§ **Document passage**
2017 was a year marked by constant surprise that stocks were not falling after the global political landscape was shaken so aggressively in 2016 through multiple elections. So far, while 2018 has had volatility spikes early on that fundamentally shook the comfort out of many investors, there also appears to be a fulfillment of the new post-crisis and central bank intervention market.

Naturally, traders and investors have never come out of a market so heavily supported by low sovereign yields that made borrowing cheap thanks in large part to central banks buying debt at historic levels. However, inflation has become the key factor that some say is missing and otherssay cannot rise without aggressively breaking the confidence that has marked recent leg of the extended risk rally.

§ **Required actions**
- a) Which years does the market passage mention?
- b) How would you sum up the market passage in two sentences?
- c) Can you write one more paragraph of the market passage, picking up right after its last sentence?
The lines play no part in any of this.

§ **Stored records**
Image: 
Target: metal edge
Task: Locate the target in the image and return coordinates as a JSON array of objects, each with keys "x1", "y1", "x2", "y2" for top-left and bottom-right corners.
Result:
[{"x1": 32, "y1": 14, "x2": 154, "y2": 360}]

§ **Written answers**
- a) 2017, 2016, 2018

- b) Stocks surprised many by not falling in 2017 despite the political shake-up of the 2016 elections, and although early volatility in 2018 unsettled investors, a new post-crisis market shaped by central bank intervention appears to be coming to fulfillment. That market has been heavily supported by low sovereign yields and cheap borrowing driven by record central bank debt purchases, but inflation is now seen as the key factor: some call it missing, while others think it cannot rise without breaking confidence in the risk rally.

- c)
Unfamiliar with Key FX Fundamental Factors to watch? No worries, I created a primer for you here

Fixed Income or sovereign bonds give traders a wealth of information that makes them impossible to ignore if you’re trying to grasp capital flows and drivers of growth. As explained in the primer piece, because fixed-income securities give investors fixed coupons (give or take a return to par if purchased at a discount or premium if purchased after issuance in the secondary market), they are uniquely concerned about inflation. When receiving a fixed series of payments for a period of time, a rising rate of inflation is the second worst enemy aside from default to investors.

Since 2016, global bond yields have been moving higher meaning that the securities themselves are moving further away from par. Given the historic low in yields (premium in debt issuance) seen over the last few years, the rise in yields and specifically, the flattening of yield spreads over different tenors are causing investors to question where the next big opportunity lies.

Yield Curve (Blue Line) Falling Alongside Dollar Index (Orange Line)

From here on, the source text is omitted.